= Excerpted passage =
● ● ● ● ●
Collaborations with the Berlin Philharmonics

 

From A Diary

THE GUARDIAN, 03. September 2003
Goebbels premiere - proms 56

Royal Albert Hall, London
As in their first prom the previous evening, it was the contemporary work at the centre of Simon Rattle and the Berlin Philharmonic's programme that really captured our attention. Just as the performance of Ligeti's Violin Concerto had been more compelling than either the Bartok or the Stravinsky, so on the second night, the British premiere of Heiner Goebbels's Aus einem Tagebuch offered far more than Rattle's Brahms or Strauss.
The Goebbels was the first Berlin commission under the Rattle regime; the world premiere took place last March. The title, From a Diary in English Translation, gives away the autobiographical origins of the 25-minute piece, though there is nothing explicitly descriptive or anecdotal about the music.
● ● ● ● ●
= Data listing =
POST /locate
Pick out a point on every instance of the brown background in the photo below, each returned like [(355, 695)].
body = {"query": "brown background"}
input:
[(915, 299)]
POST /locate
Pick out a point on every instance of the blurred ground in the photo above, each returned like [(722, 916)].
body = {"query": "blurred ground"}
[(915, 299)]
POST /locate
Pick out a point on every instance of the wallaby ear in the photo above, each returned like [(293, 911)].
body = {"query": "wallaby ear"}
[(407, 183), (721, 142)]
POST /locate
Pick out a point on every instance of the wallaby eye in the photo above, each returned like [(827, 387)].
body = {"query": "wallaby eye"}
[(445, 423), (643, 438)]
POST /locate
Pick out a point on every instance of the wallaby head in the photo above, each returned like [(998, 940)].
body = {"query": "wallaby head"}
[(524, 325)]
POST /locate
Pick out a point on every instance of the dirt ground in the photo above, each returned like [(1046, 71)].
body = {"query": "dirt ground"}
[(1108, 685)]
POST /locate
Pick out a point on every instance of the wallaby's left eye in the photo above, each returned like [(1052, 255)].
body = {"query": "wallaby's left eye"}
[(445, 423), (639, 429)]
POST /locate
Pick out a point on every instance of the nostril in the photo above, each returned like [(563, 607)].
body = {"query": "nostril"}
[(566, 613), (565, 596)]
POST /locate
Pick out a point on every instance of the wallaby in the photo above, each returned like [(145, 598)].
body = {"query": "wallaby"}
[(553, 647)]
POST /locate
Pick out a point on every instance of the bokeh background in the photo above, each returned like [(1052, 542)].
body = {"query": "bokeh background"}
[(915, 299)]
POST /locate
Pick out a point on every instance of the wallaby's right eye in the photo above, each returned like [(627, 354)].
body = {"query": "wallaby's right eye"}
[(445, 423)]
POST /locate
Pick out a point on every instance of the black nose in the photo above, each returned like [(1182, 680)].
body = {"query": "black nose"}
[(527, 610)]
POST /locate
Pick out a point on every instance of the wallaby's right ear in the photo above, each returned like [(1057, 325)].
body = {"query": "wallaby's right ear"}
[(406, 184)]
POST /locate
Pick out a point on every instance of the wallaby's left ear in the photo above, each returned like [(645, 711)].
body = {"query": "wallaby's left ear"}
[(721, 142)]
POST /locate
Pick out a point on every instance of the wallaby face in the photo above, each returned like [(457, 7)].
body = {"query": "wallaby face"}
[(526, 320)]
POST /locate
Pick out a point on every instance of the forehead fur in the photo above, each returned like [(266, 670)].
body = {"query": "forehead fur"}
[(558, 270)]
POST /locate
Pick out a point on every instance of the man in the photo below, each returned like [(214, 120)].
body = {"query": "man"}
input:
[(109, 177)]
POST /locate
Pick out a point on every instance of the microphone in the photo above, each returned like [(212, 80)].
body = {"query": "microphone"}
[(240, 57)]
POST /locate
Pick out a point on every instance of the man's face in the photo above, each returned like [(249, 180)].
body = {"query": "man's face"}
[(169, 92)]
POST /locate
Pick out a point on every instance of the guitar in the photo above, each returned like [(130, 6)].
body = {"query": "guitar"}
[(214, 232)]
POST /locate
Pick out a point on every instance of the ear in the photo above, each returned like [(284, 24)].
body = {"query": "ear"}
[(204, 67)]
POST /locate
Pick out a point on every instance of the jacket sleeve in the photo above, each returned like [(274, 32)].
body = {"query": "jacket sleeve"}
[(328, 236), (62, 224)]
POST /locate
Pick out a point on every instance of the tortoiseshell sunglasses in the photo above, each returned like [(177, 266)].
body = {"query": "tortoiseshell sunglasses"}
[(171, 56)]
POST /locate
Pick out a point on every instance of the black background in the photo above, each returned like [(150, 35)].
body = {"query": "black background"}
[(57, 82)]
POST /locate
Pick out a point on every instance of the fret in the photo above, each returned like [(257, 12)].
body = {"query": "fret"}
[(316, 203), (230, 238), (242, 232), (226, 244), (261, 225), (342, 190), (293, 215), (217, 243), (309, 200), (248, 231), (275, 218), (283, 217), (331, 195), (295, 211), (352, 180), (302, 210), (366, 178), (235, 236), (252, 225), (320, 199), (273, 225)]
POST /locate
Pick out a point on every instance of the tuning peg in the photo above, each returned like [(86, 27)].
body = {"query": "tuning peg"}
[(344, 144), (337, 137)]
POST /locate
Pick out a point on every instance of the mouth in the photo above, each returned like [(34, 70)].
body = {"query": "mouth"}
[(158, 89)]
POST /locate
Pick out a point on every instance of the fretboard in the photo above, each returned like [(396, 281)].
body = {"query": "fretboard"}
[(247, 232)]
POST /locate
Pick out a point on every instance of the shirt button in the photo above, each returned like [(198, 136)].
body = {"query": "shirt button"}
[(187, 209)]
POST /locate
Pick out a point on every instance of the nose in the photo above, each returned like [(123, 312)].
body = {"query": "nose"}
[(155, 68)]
● ● ● ● ●
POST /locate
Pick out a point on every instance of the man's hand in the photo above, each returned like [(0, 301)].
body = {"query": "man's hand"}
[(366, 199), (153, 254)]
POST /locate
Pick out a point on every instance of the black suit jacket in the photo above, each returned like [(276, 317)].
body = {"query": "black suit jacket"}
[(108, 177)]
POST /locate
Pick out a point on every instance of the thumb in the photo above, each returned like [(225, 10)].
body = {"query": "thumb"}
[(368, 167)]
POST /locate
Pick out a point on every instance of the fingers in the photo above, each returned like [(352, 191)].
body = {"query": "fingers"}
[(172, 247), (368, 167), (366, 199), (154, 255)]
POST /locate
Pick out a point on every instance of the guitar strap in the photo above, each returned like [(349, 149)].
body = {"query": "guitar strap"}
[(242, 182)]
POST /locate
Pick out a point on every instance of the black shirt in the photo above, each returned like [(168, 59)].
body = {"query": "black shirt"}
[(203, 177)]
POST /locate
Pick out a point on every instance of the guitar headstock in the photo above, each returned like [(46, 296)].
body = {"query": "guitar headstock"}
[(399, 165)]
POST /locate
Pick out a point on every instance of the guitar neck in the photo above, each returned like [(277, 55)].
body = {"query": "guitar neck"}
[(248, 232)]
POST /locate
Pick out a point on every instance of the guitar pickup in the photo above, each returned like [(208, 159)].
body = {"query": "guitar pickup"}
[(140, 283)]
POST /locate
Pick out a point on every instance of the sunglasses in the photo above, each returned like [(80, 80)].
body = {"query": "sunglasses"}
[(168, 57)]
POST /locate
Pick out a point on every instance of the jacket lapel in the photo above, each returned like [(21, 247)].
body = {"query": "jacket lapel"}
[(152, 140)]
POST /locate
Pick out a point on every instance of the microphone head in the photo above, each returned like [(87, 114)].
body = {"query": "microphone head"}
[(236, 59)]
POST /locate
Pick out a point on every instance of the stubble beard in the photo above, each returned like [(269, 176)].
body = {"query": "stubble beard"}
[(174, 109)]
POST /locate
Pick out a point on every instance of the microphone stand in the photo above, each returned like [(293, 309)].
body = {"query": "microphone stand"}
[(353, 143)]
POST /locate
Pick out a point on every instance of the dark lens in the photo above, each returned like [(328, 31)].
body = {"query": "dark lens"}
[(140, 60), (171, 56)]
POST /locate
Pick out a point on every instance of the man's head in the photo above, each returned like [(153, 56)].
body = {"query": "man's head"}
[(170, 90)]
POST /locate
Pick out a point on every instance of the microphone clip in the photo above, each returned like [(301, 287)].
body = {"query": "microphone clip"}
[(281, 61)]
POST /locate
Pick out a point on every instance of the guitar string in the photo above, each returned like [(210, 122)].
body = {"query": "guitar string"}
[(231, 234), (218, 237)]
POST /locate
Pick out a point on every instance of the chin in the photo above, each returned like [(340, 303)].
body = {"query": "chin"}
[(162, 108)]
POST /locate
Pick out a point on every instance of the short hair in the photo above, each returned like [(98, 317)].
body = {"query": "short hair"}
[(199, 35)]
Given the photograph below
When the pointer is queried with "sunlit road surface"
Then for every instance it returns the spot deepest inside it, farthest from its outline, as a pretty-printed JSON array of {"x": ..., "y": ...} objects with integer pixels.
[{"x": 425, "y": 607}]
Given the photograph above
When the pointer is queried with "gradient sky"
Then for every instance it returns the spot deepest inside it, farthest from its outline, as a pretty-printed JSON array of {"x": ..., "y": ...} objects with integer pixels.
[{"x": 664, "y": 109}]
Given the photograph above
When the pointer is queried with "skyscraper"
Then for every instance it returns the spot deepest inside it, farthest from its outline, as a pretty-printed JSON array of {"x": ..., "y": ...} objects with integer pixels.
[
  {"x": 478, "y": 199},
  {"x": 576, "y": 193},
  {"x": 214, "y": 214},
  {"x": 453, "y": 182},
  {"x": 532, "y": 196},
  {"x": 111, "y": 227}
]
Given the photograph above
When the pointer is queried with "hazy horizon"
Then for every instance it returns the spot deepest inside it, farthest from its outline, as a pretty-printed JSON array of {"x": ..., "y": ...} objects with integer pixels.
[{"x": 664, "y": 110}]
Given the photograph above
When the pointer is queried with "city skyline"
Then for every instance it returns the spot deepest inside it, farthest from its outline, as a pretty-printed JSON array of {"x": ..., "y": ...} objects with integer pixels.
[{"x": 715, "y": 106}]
● ● ● ● ●
= Tasks to carry out =
• a. Write out the stretch of the concert review from "THE GUARDIAN, 03." through "about the music.", switching "premiere" to "debut" wherever it occurs.
• b. According to the concert review, how long is Heiner Goebbels's Aus einem Tagebuch?
• c. Carry on the review of the Goebbels premiere at the Proms from the point where it stops.

= The results =
• a.
THE GUARDIAN, 03. September 2003
Goebbels debut - proms 56

Royal Albert Hall, London
As in their first prom the previous evening, it was the contemporary work at the centre of Simon Rattle and the Berlin Philharmonic's programme that really captured our attention. Just as the performance of Ligeti's Violin Concerto had been more compelling than either the Bartok or the Stravinsky, so on the second night, the British debut of Heiner Goebbels's Aus einem Tagebuch offered far more than Rattle's Brahms or Strauss.
The Goebbels was the first Berlin commission under the Rattle regime; the world debut took place last March. The title, From a Diary in English Translation, gives away the autobiographical origins of the 25-minute piece, though there is nothing explicitly descriptive or anecdotal about the music.

• b. It is a 25-minute piece.

• c.
The "diary" is a collection of musical soundbites from the full range of Goebbels's existing works, recorded in rehearsal or performance and carefully documented. Played back through a sampling keyboard, they provide the connecting thread through the 19 sections of the new work, whose orchestral complement lacks violins, violas and cellos.
The absence of cushioning strings gives the soundworld a penetrating edge. The wiry tangles of sounds are underpinned by the contributions from the keyboard: one of these is based upon the sound of an ashtray scraping on a steel guitar from Goebbels's theatre piece Max Black, while others are abstracted from his magical, Beach Boys-inspired Hashirigaki or the percussive ricochets of Black on White.
There are the familiar excursions into brassy, jazzy territory, with sinuous oboe solos over what sounds like a sampled recording of a lion's roar (the percussion instrument, not the real thing). The conclusion is a brooding brass processional that finally gutters out in a flute solo. Aus einem Tagebuch is as allusive and elusive as Goebbels's music always is, though it needs to be heard again in a concert hall where details don't disappear into the void.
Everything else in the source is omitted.